-- 課題 --
(1) 放置自転車をめぐる文章の「真の放置はむしろ逆だろう。古」から「な偏りを作り出すように思う。」までの箇所を、「駐輪場」を「自転車置き場」に置き換えて書き直すこと。
(2) 放置自転車をめぐる文章を、途切れたところから先へ書き継ぐこと。

No.165 自転車置き場から
駅前に行くと作業着に黄色い腕章をした人がいて、放置自転車を取り締まっている。「放置自転車」の語はすでにきわめて一般的だし、ある意味ではこれ以上身近な社会問題はないかもしれない。それは小さすぎて社会問題と呼ぶ気にならないにしても。
駐輪場に定められたエリア、またときには有料のそこへ自転車を置くのでなければ、自転車は「放置」となる。けれども、僕はその指示をする看板などの前を通るたびに、まったくどうでもよい思念に絡まれて立ち止まりそうになるのだった。放置自転車が何であるかというのは、社会的にはまったくその看板の言うところのとおり。だけど本当は、馬鹿馬鹿しくも<<自転車の身になって考えれば>>、駐輪場に置かれることだって放置であるには違いないのだ。
真の放置はむしろ逆だろう。古い自宅の庭の納戸にほうりこまれたまま、使われることもなく錆びてゆく。誰も一瞥もくれず、また誰の迷惑になるでもない。誰もその所有権を主張しない。これが「放置」である。それに比べては、駅前の人通りの多いところに停められて、二時間で帰ってくるからね、というのはあまり放置ではない。別に自転車が主人を待っているわけではないだろうが、とにかく社会的な「放置」と人文的な「放置」はかなり食い違っている。もちろん、社会的なそれに反発することが有意義なわけではないので、自転車は駐輪場に停めるに越したことはないけれども。
なぜこんなどうでもよいことをくどくどしく言うかというと、この放置自転車に関わる精神の仕組みが、たいへん現代的な何物かを象徴しているように感じられるからだ。人はそれぞれに、人の心や自分の心を大切なものとして扱おうと原則している。それを放置などしてよいはずがないと、程度はそれぞれであっても、心がけている。しかしどうも、有料の駐輪場に自転車を停め、自分は放置などしないぞよと、いつの間にかふんぞり返っているところがある気がしてならない。そして自分には一切の疑問を持たず、社会的放置自転車のありようを軽蔑することばかりに熱心なことさえある。
もしこの馬鹿馬鹿しい例え話が許されるとして、<<自分が自転車であったなら>>、僕は駐輪場に停められるとき、きっと内心でさびしいだろう。いちいち文句を言ってはいけないから静かにしているが、本当は理屈を飛び越えてそれはさびしい。人通りの多い、社会的には停めてはよろしくない場所だが、二時間ぐらいなら大丈夫かなと推し量られて、ちょっとここで待っていてくれと、そう停められるほうがきっとうれしい。わけのわからない話をしている自覚はある。が、人が人と共に、またいくつかの物品と共に生きるというとき、管理にしたがうことを絶対にして、従わぬそれは「放置」とするのは精神の機構に大変な偏りを作り出すように思う。

-- 提供された行 --

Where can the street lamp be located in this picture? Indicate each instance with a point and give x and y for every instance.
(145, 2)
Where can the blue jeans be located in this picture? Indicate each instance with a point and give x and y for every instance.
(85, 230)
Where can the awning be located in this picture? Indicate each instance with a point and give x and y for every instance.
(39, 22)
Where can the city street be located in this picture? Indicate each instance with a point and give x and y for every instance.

...

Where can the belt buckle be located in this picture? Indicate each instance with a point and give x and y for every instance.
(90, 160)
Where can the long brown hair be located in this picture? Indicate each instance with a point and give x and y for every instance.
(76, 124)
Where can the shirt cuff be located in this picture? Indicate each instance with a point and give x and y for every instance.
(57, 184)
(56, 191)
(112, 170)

-- 最終結果 --
(1)
真の放置はむしろ逆だろう。古い自宅の庭の納戸にほうりこまれたまま、使われることもなく錆びてゆく。誰も一瞥もくれず、また誰の迷惑になるでもない。誰もその所有権を主張しない。これが「放置」である。それに比べては、駅前の人通りの多いところに停められて、二時間で帰ってくるからね、というのはあまり放置ではない。別に自転車が主人を待っているわけではないだろうが、とにかく社会的な「放置」と人文的な「放置」はかなり食い違っている。もちろん、社会的なそれに反発することが有意義なわけではないので、自転車は自転車置き場に停めるに越したことはないけれども。
なぜこんなどうでもよいことをくどくどしく言うかというと、この放置自転車に関わる精神の仕組みが、たいへん現代的な何物かを象徴しているように感じられるからだ。人はそれぞれに、人の心や自分の心を大切なものとして扱おうと原則している。それを放置などしてよいはずがないと、程度はそれぞれであっても、心がけている。しかしどうも、有料の自転車置き場に自転車を停め、自分は放置などしないぞよと、いつの間にかふんぞり返っているところがある気がしてならない。そして自分には一切の疑問を持たず、社会的放置自転車のありようを軽蔑することばかりに熱心なことさえある。
もしこの馬鹿馬鹿しい例え話が許されるとして、<<自分が自転車であったなら>>、僕は自転車置き場に停められるとき、きっと内心でさびしいだろう。いちいち文句を言ってはいけないから静かにしているが、本当は理屈を飛び越えてそれはさびしい。人通りの多い、社会的には停めてはよろしくない場所だが、二時間ぐらいなら大丈夫かなと推し量られて、ちょっとここで待っていてくれと、そう停められるほうがきっとうれしい。わけのわからない話をしている自覚はある。が、人が人と共に、またいくつかの物品と共に生きるというとき、管理にしたがうことを絶対にして、従わぬそれは「放置」とするのは精神の機構に大変な偏りを作り出すように思う。

(2)
あるていど裕福なご夫婦が旅行に出られるとき、飼っている犬をペットホテルに預けたりするらしい。そうして預けておけば安心だ。これは便利なことなのでどんどん利用されるべきだし、またそのようにケアすることは、一面では確かに飼い犬に重要な愛情を向けていることになるだろう。しかしそうして預けて安心していられるということは、旅行中はご夫婦はその犬のことを忘れていられるということでもある。犬とご夫婦の関係性は一時切断されてしまうわけだ。それが円滑になされるのは合理的には益のあることだが、その合理的な益というのが底深い哀しさを隠し持っている。安心して旅行にゆけるという裏側には、心配しながら――ワンちゃんのことを時々気にしてキリキリしながら――旅行にゆく、ということが本来ありえた。
そのどちらが「放置」なのか。僕はこれをどちらがどうだと決め付ける気にはならない。むしろ世間一般のそれが回復不能なまでに偏っていることに不安を覚えるのみだ。世間の誰がこのことを指摘し、あるいは受け入れたりしよう? 駅前に置かれている自転車こそが放置ではないのだ、などと。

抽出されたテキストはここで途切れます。